From the Camp Holloway text below, retype the passage that begins at the words "Camp Holloway Pleiku, South" and stops after the words "for the Central Highlands.".

** TEXT EXCERPT follows **

Camp Holloway Pleiku, South Vietnam
In 1966, the 179th ASH was moved to Camp Hollowway Pleiku from its original deployment at Dong Ba Thin. Its major function was to support as many as five separate locations simultaneously within the II Corps Tactical Zone.
The 179th was assigned to the 52nd Combat Aviation Battalion during its deployment and provided infantry and artillery moves, resupply missions, medical evacuations and aircraft recoveries.
Until withdrawal in the early 70's, the "Shrimpboats" remained a major contributing force in battle for the Central Highlands.
Our very own Tom Messenger brings us our own book about the 179th, Camp Holloway and our adventures in the Central Highlands.
With the escalation of the Vietnam War in the late 1960s, the American military discovered it needed a new kind of helicopter to cope with the rugged environmental and combat conditions its fighting men were encountering. The need resulted in the development of the Bell UH-1 Iroquois and the Boeing-Vertol CH-47 Chinook. Now they just needed the pilots, flight engineers, crew chiefs and gunners to man them. In a sense they were LOOKING FOR FLYBOYS. Tom Messenger's memoir follows his experiences as a Chinook flight engineer on missions over Vietnam, Cambodia and Laos. It not only relates the tales of those missions during the course of the war but also his interactions with fellow soldiers and the civilian population. Tom's stories run the gamut from recounting the dangers of battle and capturing the anguish of war to the humorous situations of daily life in the Army so familiar to anyone who has ever served.

** End of TEXT EXCERPT **
** RECORDED INFORMATION follows **

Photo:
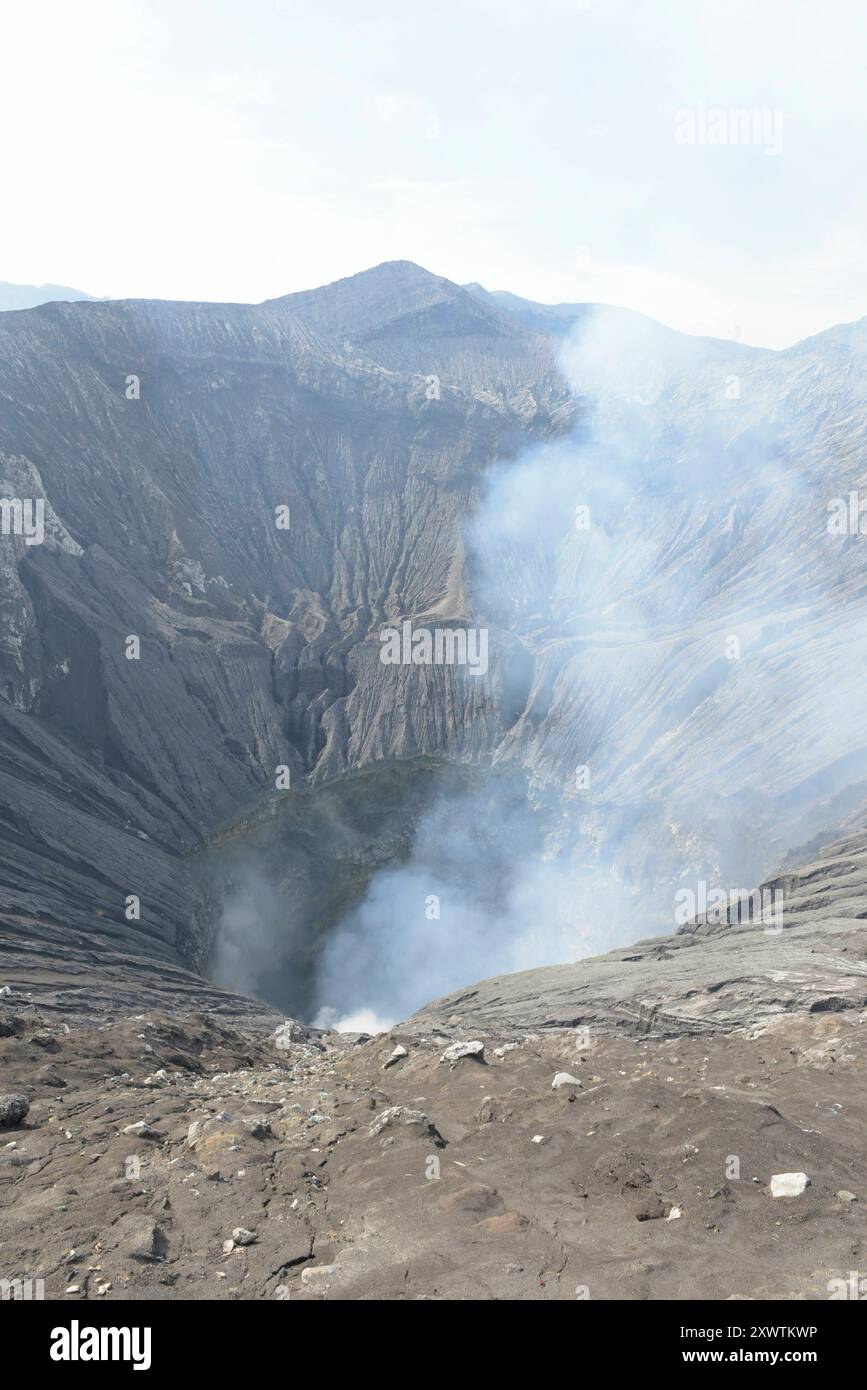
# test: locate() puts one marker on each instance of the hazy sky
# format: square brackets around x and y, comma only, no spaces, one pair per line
[242,149]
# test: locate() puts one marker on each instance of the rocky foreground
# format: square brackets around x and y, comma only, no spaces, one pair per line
[195,1158]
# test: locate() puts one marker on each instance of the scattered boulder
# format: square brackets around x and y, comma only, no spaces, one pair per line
[289,1033]
[457,1051]
[142,1130]
[564,1079]
[13,1109]
[403,1116]
[789,1184]
[396,1055]
[652,1208]
[146,1240]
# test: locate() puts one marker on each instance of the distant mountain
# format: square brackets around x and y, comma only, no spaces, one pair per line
[698,645]
[562,320]
[28,296]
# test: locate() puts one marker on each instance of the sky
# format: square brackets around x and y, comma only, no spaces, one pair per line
[568,150]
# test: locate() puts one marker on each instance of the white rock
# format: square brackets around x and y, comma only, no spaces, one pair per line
[788,1184]
[564,1079]
[459,1050]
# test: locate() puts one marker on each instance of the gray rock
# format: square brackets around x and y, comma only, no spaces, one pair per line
[457,1051]
[566,1079]
[400,1116]
[788,1184]
[13,1109]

** End of RECORDED INFORMATION **

SOLUTION FOR THIS PROBLEM:
Camp Holloway Pleiku, South Vietnam
In 1966, the 179th ASH was moved to Camp Hollowway Pleiku from its original deployment at Dong Ba Thin. Its major function was to support as many as five separate locations simultaneously within the II Corps Tactical Zone.
The 179th was assigned to the 52nd Combat Aviation Battalion during its deployment and provided infantry and artillery moves, resupply missions, medical evacuations and aircraft recoveries.
Until withdrawal in the early 70's, the "Shrimpboats" remained a major contributing force in battle for the Central Highlands.